Document section -
━━━━━━

I don’t think this is every actually resolved as such, though. I wish more romance novels would resolve communication problems by having characters learn to recognize mistakes they were making and communicate more effectively. It would resolve the tension and actually be instructive.
One huge contrast I’m noticing between Oke’s book and Rivers’ and Farris’s books is that Oke is much less obvious in the lessons she teaches through her stories. So much so that things I think I would ordinarily see as “lessons” sometimes aren’t. Oke references Marty’s “pride” leading her to hold Clark’s gaze steadily, but she isn’t actually that hard on Marty. Marty is never treated as a particularly bad person. Marty is hard, closed-off, and easily upset, but this is continually treated as understandable; when she eventually converts (because you know that will happen), Oke emphasizes only the joy she feels. She doesn’t make a big deal about Marty realizing she’d been prideful, or anything of the kind.
It’s refreshing, frankly.
Anyway, after holding Clarks gaze to keep her pride intact, Marty turns away and goes into the bedroom, where she looks at the sleeping Missie in her crib. Wait, did they even have cribs back then?
I’ll be right back.
Okay, I’m back.
Nope, there would not have been a crib. Missie would have started out in a wooden cradle—Clark likely would have built one. Cribs on the other hand weren’t developed until the end of the 19th century, during the Victorian period, when it came to be believed that infants needed airflow underneath them—sides were added so that infants and toddlers wouldn’t fall out of what was essentially a raised bed. Another factor to the crib’s development was the advent of larger homes, which Clark doesn’t have.

━━━━━━

Listed records -
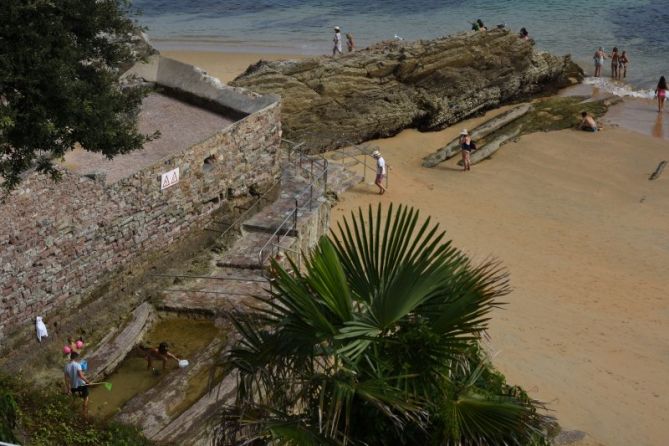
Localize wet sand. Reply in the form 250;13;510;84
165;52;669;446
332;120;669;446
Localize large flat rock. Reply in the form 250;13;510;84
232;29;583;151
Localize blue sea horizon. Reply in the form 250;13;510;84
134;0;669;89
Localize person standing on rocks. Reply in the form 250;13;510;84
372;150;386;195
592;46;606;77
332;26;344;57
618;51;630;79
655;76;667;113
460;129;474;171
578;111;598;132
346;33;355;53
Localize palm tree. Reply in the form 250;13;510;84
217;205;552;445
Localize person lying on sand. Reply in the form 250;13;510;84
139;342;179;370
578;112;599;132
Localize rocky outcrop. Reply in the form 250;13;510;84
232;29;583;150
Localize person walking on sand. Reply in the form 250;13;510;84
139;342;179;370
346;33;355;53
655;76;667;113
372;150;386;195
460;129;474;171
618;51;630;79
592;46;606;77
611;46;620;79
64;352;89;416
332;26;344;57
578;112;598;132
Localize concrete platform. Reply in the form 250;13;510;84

━━━━━━

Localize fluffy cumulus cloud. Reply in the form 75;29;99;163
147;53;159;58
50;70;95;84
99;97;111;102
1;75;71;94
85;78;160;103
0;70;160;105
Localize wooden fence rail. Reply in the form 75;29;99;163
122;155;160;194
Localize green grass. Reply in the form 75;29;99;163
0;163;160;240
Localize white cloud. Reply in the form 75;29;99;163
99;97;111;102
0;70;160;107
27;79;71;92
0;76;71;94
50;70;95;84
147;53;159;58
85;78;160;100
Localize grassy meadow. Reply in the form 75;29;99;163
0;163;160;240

━━━━━━

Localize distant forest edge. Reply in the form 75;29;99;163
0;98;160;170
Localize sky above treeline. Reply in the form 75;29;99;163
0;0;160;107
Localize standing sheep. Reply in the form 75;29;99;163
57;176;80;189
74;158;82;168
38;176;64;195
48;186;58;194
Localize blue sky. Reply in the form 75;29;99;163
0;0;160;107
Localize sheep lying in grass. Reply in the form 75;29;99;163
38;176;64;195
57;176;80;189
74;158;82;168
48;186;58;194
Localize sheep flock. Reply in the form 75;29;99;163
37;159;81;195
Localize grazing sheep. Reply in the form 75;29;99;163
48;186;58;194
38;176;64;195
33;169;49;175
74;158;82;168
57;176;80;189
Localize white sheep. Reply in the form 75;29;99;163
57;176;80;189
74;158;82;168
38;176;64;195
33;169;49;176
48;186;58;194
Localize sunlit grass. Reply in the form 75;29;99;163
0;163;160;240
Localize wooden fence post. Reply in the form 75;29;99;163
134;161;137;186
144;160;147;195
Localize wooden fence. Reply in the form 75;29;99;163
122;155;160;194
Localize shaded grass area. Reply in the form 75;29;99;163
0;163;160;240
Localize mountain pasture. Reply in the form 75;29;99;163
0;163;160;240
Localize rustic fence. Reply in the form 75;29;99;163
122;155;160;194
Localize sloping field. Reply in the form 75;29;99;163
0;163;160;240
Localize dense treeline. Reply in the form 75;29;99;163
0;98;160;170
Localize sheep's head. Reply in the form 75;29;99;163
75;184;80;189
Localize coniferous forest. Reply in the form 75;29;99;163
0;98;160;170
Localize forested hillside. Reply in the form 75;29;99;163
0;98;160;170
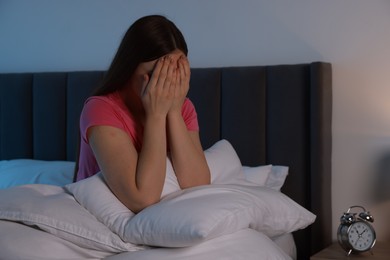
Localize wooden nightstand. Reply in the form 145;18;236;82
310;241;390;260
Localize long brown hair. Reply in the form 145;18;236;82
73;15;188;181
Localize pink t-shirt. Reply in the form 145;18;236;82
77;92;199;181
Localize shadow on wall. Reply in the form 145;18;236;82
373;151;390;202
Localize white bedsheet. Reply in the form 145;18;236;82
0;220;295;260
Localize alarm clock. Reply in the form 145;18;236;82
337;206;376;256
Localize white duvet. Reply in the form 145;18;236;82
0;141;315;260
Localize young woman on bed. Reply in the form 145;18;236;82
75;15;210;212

━━━━━━

Tasks and exercises -
[1] Output the entries starting at the line that contains "Localize wet sand." and ending at the line that contains "Localize concrete platform.", both included.
[2] Pick up the commentary on Oke's novel right after its last sentence.
The entries bear no relation to the commentary on Oke's novel.

Answer list -
[1]
Localize wet sand. Reply in the form 250;13;510;84
165;52;669;446
332;120;669;446
Localize large flat rock. Reply in the form 250;13;510;84
232;29;583;151
Localize blue sea horizon. Reply in the form 250;13;510;84
134;0;669;89
Localize person standing on rocks. Reply in the form 250;13;510;84
372;150;386;195
592;46;606;77
332;26;344;57
618;51;630;79
655;76;667;113
460;129;474;171
578;111;598;132
346;33;355;53
Localize palm tree. Reply in the form 250;13;510;84
217;205;552;445
Localize person lying on sand. Reply in the form 250;13;510;84
139;342;179;370
578;112;599;132
Localize rocky outcrop. Reply in the form 250;13;510;84
232;29;583;150
Localize person walking on sand. Reply in the form 250;13;510;84
139;342;179;370
346;33;355;53
655;76;667;113
372;150;386;195
460;129;474;171
618;51;630;79
592;46;606;77
611;46;620;79
64;352;89;416
332;26;344;57
578;112;598;132
Localize concrete platform. Reply in the form 250;13;510;84

[2]
Unless it’s actually 1880 (which I doubt, given that trains aren’t mentioned) and Clark is trying to keep up with the Victorians (which I also doubt), Clark would not have had a crib. Missie, at almost two, is too big for a cradle. She would have slept in a trundle bed pulled out from under the bed, or on a pallet made up for her nearby—or simply in the bed with Clark after her mother’s death.
There’s a tender moment here where Marty looks at Missie, “the brown curls framing her pixie face,” and realizes how much the world has already hurt her. Marty feels a surge of compassion for her.
But wait! This chapter isn’t quite over yet.
The next morning, Marty wakes “determined to uphold her part of the ‘convenience’ marriage which was now her lot.”
So she had a roof over her head. She’d earn it. She would be beholden to no man, particularly this distant, aloof individual whose name she now shared. She refused, even in her thoughts, to recognize him as her husband.
This is that thing I mentioned earlier—by focusing in a stubborn way on upholding her part of the bargain she’s struck with Clark, Marty can take her mind off of Clem.
Just then, she realizes her name is no longer Martha Claridge.
Listlessly she wondered if there was a legal difficulty if she stubbornly clung to her “real” name. Surely she could be Martha Lucinda Claridge Davis without breaking any laws.
Look, if she’s planning to go back east, she can call herself whatever she wants. It’s not like there’s a central registry of marriages that’s going to show up in her home town, wherever that is.
Then with a shock she realized her baby would have the Davis name too.
“Oh no!” She stopped and put her hands to her face. “Oh no, please. I want my baby to have Clem’s name,” she whispered her horror.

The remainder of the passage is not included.